练习任务:
1. 请把用户相似度计算教程中从“for each in”到“print(localeIdMap['id_ID'.lower()])”的部分一字不差地抄录下来。
2. 请从用户相似度计算教程停下的地方接着往下写。

Event Recommendation Engine Challenge分步解析第二步

一、请知晓

　本文是基于Event Recommendation Engine Challenge分步解析第一步，需要读者先阅读上篇文章解析

二、用户相似度计算

　第二步：计算用户相似度信息

　　由于用到：users.csv，我们先看看其内容（看前10行）

import pandas as pd

df_users = pd.read_csv('users.csv')

df_users.head(10)

　　结果如下，有国家，有地区：

　　我们使用locale和pycountry模块来将字符串转换成数值：

　　locale.locale_alias字典

import locale

locale.locale_alias

　　下面我们来看看如何对users.csv的信息列进行处理，转换成数值型

　　1） locale列处理

import locale

from collections import defaultdict

localeIdMap = defaultdict(int)

for i, l in enumerate(locale.locale_alias.keys()):

    localeIdMap[l] = i + 1

for each in localeIdMap:

    print(each, '\t', localeIdMap[each])

　　　代码示例结果：

　　　所以传给localeIdMap一个locale的字符串，就可以将其转换成数值型，如果传入的字符串不在localeIdMap的key中，则返回0，这也就体现了defaultdict(int)的作用

print(localeIdMap['en_GB'.lower()])

print(localeIdMap['en_US'.lower()])

print(localeIdMap['id_ID'.lower()])

print(localeIdMap['ka_GE'.lower()])

　　　代码示例结果：

　　2）birthyear列处理

　　　该列处理比较简单，存在就直接转换成数值，不存在就用0填充

def getBirthYearInt(birthYear):

    try:

        return 0 if birthYear=="None" else int(birthYear)

    except:

        return 0

print(getBirthYearInt(1992))

print(getBirthYearInt(None))

　　　代码示例结果：

　　3）gender列处理：male转换为1， female转换为2，空值用0填充

from collections import defaultdict

genderIdMap = defaultdict(int, {'male':1, 'female':2})

记录数据:
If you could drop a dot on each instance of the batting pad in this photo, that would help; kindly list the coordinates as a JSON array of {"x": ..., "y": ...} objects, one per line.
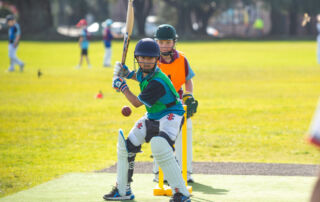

参考答案:
1.
for each in localeIdMap:

    print(each, '\t', localeIdMap[each])

　　　代码示例结果：

　　　所以传给localeIdMap一个locale的字符串，就可以将其转换成数值型，如果传入的字符串不在localeIdMap的key中，则返回0，这也就体现了defaultdict(int)的作用

print(localeIdMap['en_GB'.lower()])

print(localeIdMap['en_US'.lower()])

print(localeIdMap['id_ID'.lower()])

2.
print(genderIdMap['male'])

print(genderIdMap['female'])

print(genderIdMap[None])

　　　代码示例结果：

　　4）joinedAt列处理

　　　我们发现该列信息有些共性特点：

import pandas as pd

df_users = pd.read_csv('users.csv')

df_users['joinedAt']

　　　代码示例结果：

　　　我们发现该列要么是None，要么是上面的时间字符串，均有T在中间和S在尾部，根据这个共性我们用datetime模块，提取时间信息：

import datetime

def getJoinedYearMonth(dateString):

    try:

        dttm = datetime.datetime.strptime(dateString, "%Y-%m-%dT%H:%M:%S.%fZ")

        return "".join( [str(dttm.year), str(dttm.month)] )

    except:

        return 0

df_users['joinedAt'].map(getJoinedYearMonth)

　　　代码示例结果（这里要注意dateString为None的情况，也就是说dateString必须符合后面的格式才行，所以这里加了try，但是except的返回值并不代表用0值填充合适）

　　5）location列处理

　　　我们来看看users.csv中location列信息（前20行）：

df_users['location']

　　　代码示例结果：

　　　我们使用pycountry模块来将此列转换为数值型，pycountry.countries是个迭代器：

import pycountry

for i, c in enumerate(pycountry.countries):

    print(i, c)

　　　代码示例结果：

import pycountry

from collections import defaultdict

countryIdMap = defaultdict(int)

for i, c in enumerate(pycountry.countries):

    countryIdMap[c.name.lower()] = i + 1

for each in countryIdMap:

    print(each, '\t', countryIdMap[each])

　　　代码示例结果：

　　　然后看看对location列是如何转换成数值型的：

import pycountry

from collections import defaultdict

countryIdMap = defaultdict(int)

for i, c in enumerate(pycountry.countries):

    countryIdMap[c.name.lower()] = i + 1

def getCountryId(location):

    if (isinstance( location, str)) and len(location.strip()) > 0 and location.rfind('  ') > -1:

        return countryIdMap[ location[location.rindex('  ') + 2: ].lower() ]

    else:

        return 0

print(getCountryId('San Dimas  California'))

print(getCountryId('Jogjakarta  Indonesia'))

　　　代码示例结果：

　　　也就是location是字符串，不为空，并且从右边查询连续两个空格的索引大于-1，也就是存在两个连续空格，就获得两个空格后面的字符串，并转换为数值ID

　　6）timezone列处理：比较简单，存在值就转换为int型，不存在用0填充

def getTimezoneInt(timezone):

    try:

        return int(timezone)

    except:

        return 0

print(getTimezoneInt(-240))#-240

print(getTimezoneInt(240))

print(getTimezoneInt(None))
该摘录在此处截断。